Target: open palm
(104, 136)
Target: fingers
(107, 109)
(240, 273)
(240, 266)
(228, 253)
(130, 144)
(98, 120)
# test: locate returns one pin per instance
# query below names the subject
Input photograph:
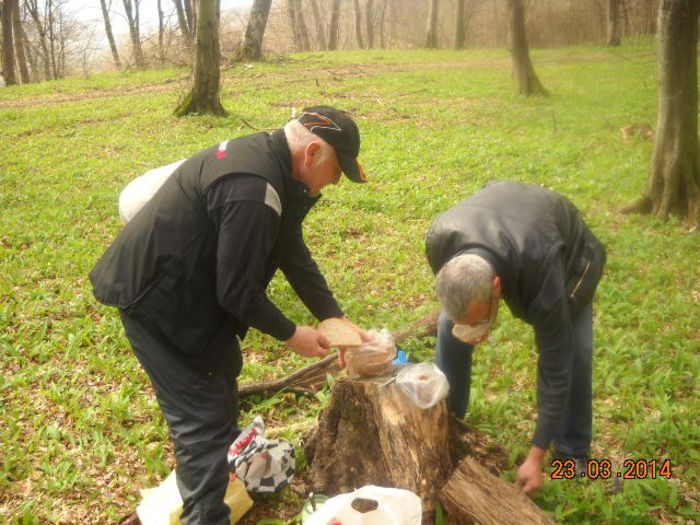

--------------------------------

● Exercise directions:
Convert every line of the records above into a numbered list, skipping blank lines and leaving the pictures out.

● Response to this exercise:
1. Target: open palm
2. (104, 136)
3. Target: fingers
4. (107, 109)
5. (240, 273)
6. (240, 266)
7. (228, 253)
8. (130, 144)
9. (98, 120)
10. # test: locate returns one pin per instance
11. # query below names the subject
12. Input photograph:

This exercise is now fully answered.